-- START OF Dataset rows --

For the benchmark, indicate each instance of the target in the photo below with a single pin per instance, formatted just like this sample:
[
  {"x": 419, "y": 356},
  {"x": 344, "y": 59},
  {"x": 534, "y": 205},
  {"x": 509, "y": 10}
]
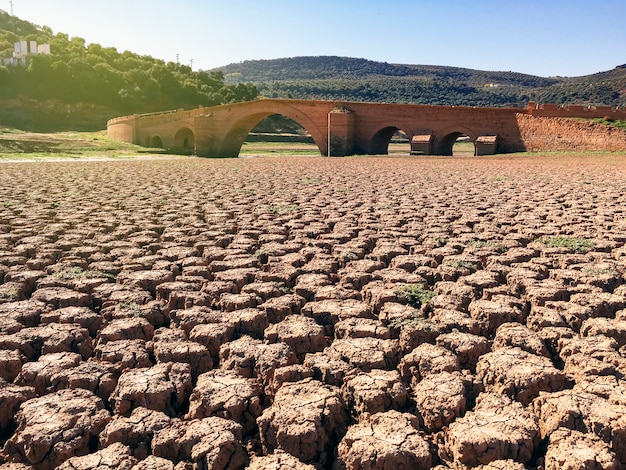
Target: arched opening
[
  {"x": 156, "y": 142},
  {"x": 390, "y": 141},
  {"x": 457, "y": 143},
  {"x": 277, "y": 134},
  {"x": 184, "y": 141},
  {"x": 281, "y": 142}
]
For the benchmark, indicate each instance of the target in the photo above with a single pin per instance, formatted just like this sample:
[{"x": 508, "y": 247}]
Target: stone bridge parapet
[{"x": 341, "y": 128}]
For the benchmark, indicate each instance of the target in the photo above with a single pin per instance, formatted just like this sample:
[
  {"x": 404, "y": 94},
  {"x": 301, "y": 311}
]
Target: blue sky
[{"x": 539, "y": 37}]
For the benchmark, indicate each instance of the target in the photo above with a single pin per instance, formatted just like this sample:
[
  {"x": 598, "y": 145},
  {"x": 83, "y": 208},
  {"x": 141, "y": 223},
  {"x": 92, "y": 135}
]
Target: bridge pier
[{"x": 341, "y": 132}]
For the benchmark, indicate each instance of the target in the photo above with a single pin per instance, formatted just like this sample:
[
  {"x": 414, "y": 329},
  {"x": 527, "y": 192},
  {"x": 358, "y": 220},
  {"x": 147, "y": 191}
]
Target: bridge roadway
[{"x": 337, "y": 128}]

-- END OF Dataset rows --

- [What to produce]
Copy the entire listing above line for line without changing anything, but omit the picture.

- [Correct result]
For the benchmark, indicate each instance of the target in the photo below with a single pin per instance, formatted just like this sample:
[
  {"x": 419, "y": 356},
  {"x": 344, "y": 59},
  {"x": 534, "y": 205},
  {"x": 509, "y": 10}
]
Target: arched opening
[
  {"x": 156, "y": 142},
  {"x": 390, "y": 141},
  {"x": 457, "y": 143},
  {"x": 277, "y": 134},
  {"x": 184, "y": 141},
  {"x": 281, "y": 142}
]
For the benchmark, indicate each instance of the target in the photo above with a single pin per instance, formatted just like this sample:
[{"x": 508, "y": 247}]
Target: stone bridge parapet
[{"x": 341, "y": 128}]
For the benchmark, indicate each instance of the target in the photo above with a single pin per instance, formatted just like this sample:
[
  {"x": 404, "y": 94},
  {"x": 301, "y": 311}
]
Target: blue sky
[{"x": 539, "y": 37}]
For the benchmark, indicate each instance of the target in the photo above with a single pin per instance, formatted just like this sample:
[
  {"x": 598, "y": 145},
  {"x": 83, "y": 208},
  {"x": 141, "y": 223},
  {"x": 92, "y": 135}
]
Target: bridge pier
[{"x": 341, "y": 132}]
For the benchmark, indicate each instance of the target in the photo above with a single pin per instance, formatted just like this sample:
[
  {"x": 414, "y": 329},
  {"x": 527, "y": 192},
  {"x": 358, "y": 220},
  {"x": 147, "y": 191}
]
Target: bridge roadway
[{"x": 337, "y": 128}]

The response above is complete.